[Written problem]
Repeat the listing word for word, starting at the line that contains "Annotation task: tag one point per instance of the dark" and continuing through its last line.

[Records for this task]
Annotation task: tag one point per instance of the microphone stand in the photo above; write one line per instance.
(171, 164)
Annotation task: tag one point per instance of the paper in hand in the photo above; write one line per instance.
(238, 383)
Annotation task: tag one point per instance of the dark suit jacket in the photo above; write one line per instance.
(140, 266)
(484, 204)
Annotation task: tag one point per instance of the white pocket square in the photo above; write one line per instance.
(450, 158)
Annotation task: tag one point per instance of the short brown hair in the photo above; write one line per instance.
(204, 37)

[Reply to the task]
Annotation task: tag one point per instance of the dark suit jacket in the photo above; write one line per instance.
(140, 266)
(484, 204)
Annotation task: tag one point per instance of the white pocket square in the photo above; write one line per instance.
(450, 158)
Annotation task: tag one point per instance of the short brown hair in the photo above; write one line per instance.
(204, 37)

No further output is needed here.